● **TASK REQUIREMENTS**
Reproduce the lines below verbatim, omitting the pictures from your answer.

● **SOURCE RECORDS**
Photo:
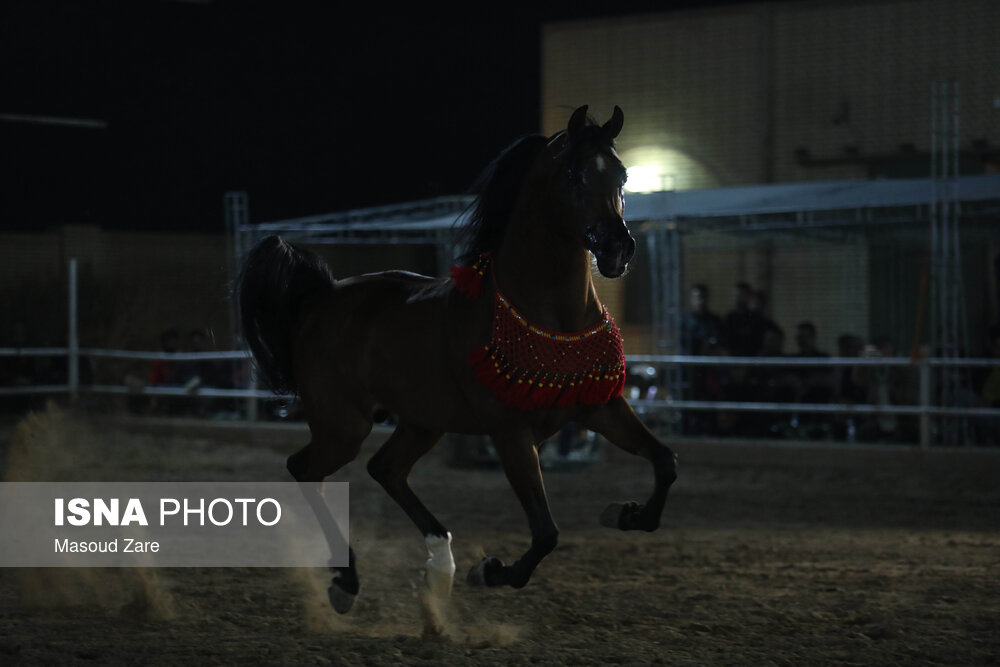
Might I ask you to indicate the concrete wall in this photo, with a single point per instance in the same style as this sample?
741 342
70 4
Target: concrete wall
731 93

● **FULL ANSWER**
Photo:
Might I ask you to indicate the concrete wall in this photo, with a single point per instance in the same style as this sample?
741 342
70 4
Target: concrete wall
731 93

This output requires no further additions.